[[ Extract open ]]
Achieving Financial Responsibility as a Student


By Michelle Flores / Posted: Sep 3, 2018 / 0 Comments / Posted in Student's Corner

Building Financial Responsibility as a Student
From a young age, I have struggled to manage my money, compulsively spending on almost anything and everything that has a price tag. So much so, those days following a direct deposit to my bank account I would receive an automated text message alerting me of a low balance.

Whether it was spending money on takeout or buying a new purse, my need for instant gratification manifested into a series of detrimental habits. My most regrettable splurge, stemming from my “want to be cool” high school mentality landed me buying a car way out of my price range.

I paid ridiculous payments on a car that would “impress.” Unfortunately, the lavish ride didn’t get much use as I didn’t even have enough money to put gas in the tank.

I realized that living outside of my means was the common denominator for many of my problems and stresses.
[[ Extract closed ]]
[[ Data extracts open ]]
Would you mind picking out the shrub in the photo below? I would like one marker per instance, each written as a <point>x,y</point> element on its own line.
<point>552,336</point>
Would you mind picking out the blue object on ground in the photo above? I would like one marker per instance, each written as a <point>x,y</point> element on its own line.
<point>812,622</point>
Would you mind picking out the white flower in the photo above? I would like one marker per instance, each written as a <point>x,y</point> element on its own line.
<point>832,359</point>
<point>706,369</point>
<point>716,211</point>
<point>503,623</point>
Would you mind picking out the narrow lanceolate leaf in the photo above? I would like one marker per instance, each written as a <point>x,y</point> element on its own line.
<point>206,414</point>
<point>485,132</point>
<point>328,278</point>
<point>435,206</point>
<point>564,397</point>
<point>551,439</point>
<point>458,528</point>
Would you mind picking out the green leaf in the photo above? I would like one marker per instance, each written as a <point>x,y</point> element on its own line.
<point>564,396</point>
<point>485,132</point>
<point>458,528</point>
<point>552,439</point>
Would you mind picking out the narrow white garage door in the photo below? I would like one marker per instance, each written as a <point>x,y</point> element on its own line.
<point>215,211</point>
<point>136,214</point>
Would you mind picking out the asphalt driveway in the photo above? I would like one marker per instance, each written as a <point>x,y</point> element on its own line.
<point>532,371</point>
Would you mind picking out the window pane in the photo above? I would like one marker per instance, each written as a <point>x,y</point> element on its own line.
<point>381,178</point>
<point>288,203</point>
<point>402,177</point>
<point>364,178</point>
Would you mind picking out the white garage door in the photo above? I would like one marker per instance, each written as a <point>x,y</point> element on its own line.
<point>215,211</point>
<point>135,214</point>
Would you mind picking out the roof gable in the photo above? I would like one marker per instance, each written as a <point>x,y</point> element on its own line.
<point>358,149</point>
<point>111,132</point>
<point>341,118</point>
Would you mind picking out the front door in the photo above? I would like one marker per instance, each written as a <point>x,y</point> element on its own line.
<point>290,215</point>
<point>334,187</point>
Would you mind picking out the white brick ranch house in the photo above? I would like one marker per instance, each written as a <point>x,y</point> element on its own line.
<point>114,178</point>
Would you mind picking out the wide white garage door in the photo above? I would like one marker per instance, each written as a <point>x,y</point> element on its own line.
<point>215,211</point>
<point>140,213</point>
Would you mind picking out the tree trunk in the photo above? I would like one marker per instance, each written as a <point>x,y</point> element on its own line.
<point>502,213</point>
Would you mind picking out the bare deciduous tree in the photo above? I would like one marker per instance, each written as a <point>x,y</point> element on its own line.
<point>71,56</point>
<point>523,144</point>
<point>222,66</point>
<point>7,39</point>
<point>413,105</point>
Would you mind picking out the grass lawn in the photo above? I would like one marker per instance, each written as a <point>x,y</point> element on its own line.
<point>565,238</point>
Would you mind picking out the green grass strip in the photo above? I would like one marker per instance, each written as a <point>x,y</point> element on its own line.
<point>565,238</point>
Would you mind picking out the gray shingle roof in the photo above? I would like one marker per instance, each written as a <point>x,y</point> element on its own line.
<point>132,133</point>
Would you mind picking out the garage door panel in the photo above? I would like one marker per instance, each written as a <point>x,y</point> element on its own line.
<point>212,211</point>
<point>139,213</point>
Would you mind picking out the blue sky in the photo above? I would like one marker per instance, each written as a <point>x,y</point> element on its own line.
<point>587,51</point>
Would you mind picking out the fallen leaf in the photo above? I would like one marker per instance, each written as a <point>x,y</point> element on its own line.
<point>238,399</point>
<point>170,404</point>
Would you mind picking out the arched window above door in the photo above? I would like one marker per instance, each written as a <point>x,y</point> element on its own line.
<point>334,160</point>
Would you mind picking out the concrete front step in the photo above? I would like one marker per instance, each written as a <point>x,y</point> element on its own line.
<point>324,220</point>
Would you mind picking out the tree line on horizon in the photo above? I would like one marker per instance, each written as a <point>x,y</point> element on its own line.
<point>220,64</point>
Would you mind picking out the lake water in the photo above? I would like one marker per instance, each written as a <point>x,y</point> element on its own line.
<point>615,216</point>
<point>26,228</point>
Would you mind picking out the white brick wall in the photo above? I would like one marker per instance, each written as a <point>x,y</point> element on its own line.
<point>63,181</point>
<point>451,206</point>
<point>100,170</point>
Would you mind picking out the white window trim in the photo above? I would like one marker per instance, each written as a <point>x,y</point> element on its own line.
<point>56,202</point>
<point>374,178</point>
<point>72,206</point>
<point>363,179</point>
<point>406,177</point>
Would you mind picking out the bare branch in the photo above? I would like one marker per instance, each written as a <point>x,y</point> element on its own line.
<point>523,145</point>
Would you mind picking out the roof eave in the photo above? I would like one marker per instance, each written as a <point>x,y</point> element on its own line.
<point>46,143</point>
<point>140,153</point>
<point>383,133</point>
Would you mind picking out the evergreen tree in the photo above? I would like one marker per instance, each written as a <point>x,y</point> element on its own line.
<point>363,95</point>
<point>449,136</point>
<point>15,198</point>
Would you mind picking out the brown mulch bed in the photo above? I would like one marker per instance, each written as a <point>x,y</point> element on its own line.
[[ Data extracts closed ]]
Work order: Please say why, according to the post on student finances, the car the writer bought didn't get much use. Rely only on the post on student finances, not on the material.

Task output: The writer didn't have enough money to put gas in the tank.